BEGIN SUPPLIED PASSAGE

Few terms of corporate art are more abused than “strategy” and its cousins. Put “strategic” ahead of simple decisions (strategic acquisition, strategic initiative, strategic hiring) and the people carrying them out can feel more important, while those advising can charge a higher fee.
Since January, the Financial Times has reported that more than 30 organisations – from Abertis, the Spanish airports operator, to Zenergy Power, the superconductor developer – are carrying out, will carry out or have carried out some sort of “strategy review”. In principle, this should be a good thing. In the face of clear evidence of the dangers of complacency or inertia (Blockbuster ambushed by Netflix; Nokia surprised by Apple), all companies ought to revisit more frequently the threats they face and what they must do to neutralise them. The act of reviewing strategy should at least lead over time to improvements in making and pursuing it, shouldn’t it?
Not so. In 216BC, Hannibal, dubbed the father of strategy, beat a larger Roman army at Cannae with what has become a classic military outflanking manoeuvre. Yet, 22 centuries later, says Richard Rumelt of UCLA, organisations have not really built on the superiority established by the Carthaginians. Far from having evolved to a higher level of strategic thinking, most leaders are still winging it and, as he drily points out in his new book, “winging it is not a strategy”.

END SUPPLIED PASSAGE
BEGIN GIVEN INFORMATION

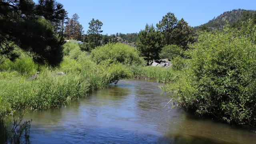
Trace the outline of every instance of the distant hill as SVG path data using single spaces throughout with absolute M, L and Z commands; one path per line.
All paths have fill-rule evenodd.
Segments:
M 238 26 L 239 25 L 238 23 L 242 20 L 247 20 L 252 17 L 255 16 L 256 16 L 256 11 L 253 10 L 241 9 L 233 10 L 224 12 L 217 17 L 214 17 L 213 19 L 209 20 L 208 22 L 199 26 L 195 26 L 194 28 L 197 30 L 202 26 L 212 29 L 214 29 L 213 28 L 222 28 L 226 24 L 226 22 L 232 26 L 234 26 L 233 27 L 235 27 L 234 26 Z

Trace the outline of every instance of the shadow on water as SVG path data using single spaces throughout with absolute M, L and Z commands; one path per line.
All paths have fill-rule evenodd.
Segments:
M 30 112 L 32 143 L 252 144 L 255 129 L 163 107 L 168 95 L 150 80 L 121 80 L 59 108 Z

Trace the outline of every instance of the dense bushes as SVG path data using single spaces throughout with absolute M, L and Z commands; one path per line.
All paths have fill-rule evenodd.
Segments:
M 136 49 L 121 43 L 108 44 L 98 47 L 92 50 L 90 56 L 92 60 L 97 64 L 109 60 L 129 65 L 144 63 Z
M 177 56 L 183 56 L 184 50 L 176 45 L 167 45 L 162 48 L 159 56 L 162 59 L 172 60 Z
M 76 44 L 66 44 L 75 46 L 64 48 L 69 50 L 57 68 L 38 66 L 26 57 L 15 63 L 7 61 L 0 65 L 0 116 L 24 109 L 57 107 L 107 87 L 110 83 L 130 77 L 124 65 L 107 62 L 97 65 L 78 50 Z M 74 50 L 76 54 L 73 54 Z M 37 70 L 40 71 L 37 78 L 28 80 L 28 73 L 34 74 Z M 65 75 L 56 75 L 60 71 Z
M 230 30 L 201 34 L 189 68 L 165 91 L 179 106 L 238 124 L 256 124 L 256 48 Z
M 171 68 L 157 66 L 132 66 L 129 67 L 129 68 L 133 77 L 154 79 L 157 82 L 164 83 L 170 82 L 176 73 L 179 72 Z

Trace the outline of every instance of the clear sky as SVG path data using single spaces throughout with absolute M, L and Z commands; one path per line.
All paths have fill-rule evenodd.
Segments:
M 205 23 L 234 9 L 256 9 L 256 0 L 57 0 L 69 17 L 77 13 L 86 32 L 92 18 L 103 23 L 104 34 L 139 32 L 146 23 L 155 26 L 167 12 L 183 18 L 191 26 Z

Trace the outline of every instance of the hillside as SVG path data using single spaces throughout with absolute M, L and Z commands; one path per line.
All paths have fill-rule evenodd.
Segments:
M 206 26 L 211 28 L 221 28 L 226 24 L 226 22 L 231 25 L 238 25 L 237 24 L 242 20 L 248 20 L 252 16 L 255 16 L 256 13 L 255 10 L 246 10 L 244 9 L 233 10 L 231 11 L 224 12 L 222 14 L 214 17 L 213 19 L 210 20 L 208 22 L 202 24 L 199 26 L 195 27 L 196 30 L 199 29 L 201 26 Z

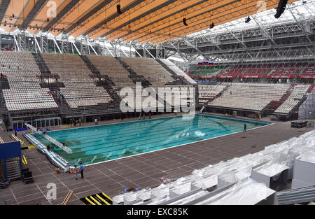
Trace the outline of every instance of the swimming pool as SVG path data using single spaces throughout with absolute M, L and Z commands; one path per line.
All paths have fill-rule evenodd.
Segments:
M 33 136 L 71 164 L 87 165 L 242 132 L 244 123 L 248 130 L 270 125 L 197 114 L 192 120 L 176 116 L 47 132 L 72 149 L 71 155 L 41 134 Z

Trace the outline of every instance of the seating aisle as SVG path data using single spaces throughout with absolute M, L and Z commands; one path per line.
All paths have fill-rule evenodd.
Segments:
M 58 108 L 49 89 L 41 87 L 36 77 L 41 71 L 30 52 L 0 51 L 0 57 L 1 73 L 10 85 L 3 90 L 9 111 Z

END GIVEN INFORMATION

SET OF TASKS
[1] Set down the passage on corporate strategy between "Few terms of" and "a higher fee.", inclusive.
[2] Resume the passage on corporate strategy, picking up after its final sentence.
The lines under Saved entries stand apart from the passage on corporate strategy.

RESULTS OF THE EXERCISE
[1]
Few terms of corporate art are more abused than “strategy” and its cousins. Put “strategic” ahead of simple decisions (strategic acquisition, strategic initiative, strategic hiring) and the people carrying them out can feel more important, while those advising can charge a higher fee.

[2]
Despite Prof Rumelt’s lofty reputation in this crowded field, Good Strategy/Bad Strategy is his first book aimed at a general audience and only his second as a sole author since 1974. While he has vented about strategy in articles, in lectures and in advisory work for companies, he has bottled up plenty of frustration over the past decades. As he explained to me last week: “Most of the world isn’t intending to get [strategy] wrong: they aren’t getting it at all.”
In fact, it is worse than that. Many companies are actively pursuing bad strategies. A bad strategy is not the same as a strategy that founders because of miscalculations or mistaken choices (I suspect Prof Rumelt has a soft spot for these decisive failures) but it is the antithesis of good strategy. Its all too familiar hallmarks are: fluff – a “superficial restatement of the obvious combined with a generous sprinkling of buzzwords”; failure to face the problem; mistaking goals for strategy; and bad strategic objectives.
Prof Rumelt’s explanations of where companies are going wrong are bracing and his prescriptions for good strategy – for example: diagnose critical challenges, set a guiding policy to deal with them, then take coherent action to accomplish your goals – have a simple force. But I fear few executives will take his medicine.
One reason is that they fear the accusation of inconsistency. Incumbents, unwilling to be dubbed flip-floppers, tend to stick with their bad strategy. Shareholders, instead of allowing an established chief executive to change his or her mind, change the chief executive, heralding the inevitable strategic review and potentially doubling the disruption.
A second reason for strategic failure is that leaders grow obsessed with dealmaking. Companies are brought to the public markets too soon and, once listed, pursue growth by acquisition – an option that should always be considered guilty until proved innocent, according to Prof Rumelt. My remedial starting point would be to outlaw the term “strategic review” when the exercise is conducted by a friendly investment bank with an interest in recommending a fee-generating deal at the end of the process.
Last, executives succumb to leadership by “vision”. This is the kind of missionary zeal – “our strategic goal is to win” – that Lou Gerstner seemed to have consigned to the strategy-shredder in 1993, when he told reporters that “the last thing IBM needs right now is a vision”.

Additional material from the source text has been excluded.